#### Extracted entries:
______

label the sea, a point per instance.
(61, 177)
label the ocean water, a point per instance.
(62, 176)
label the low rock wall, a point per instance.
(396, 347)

______

Could you give again exactly the lines from the line containing "label the ocean water, a point per instance." through the final line of the data above, and no others?

#### Output for this task:
label the ocean water, a point per instance.
(62, 176)
label the low rock wall, a point per instance.
(396, 347)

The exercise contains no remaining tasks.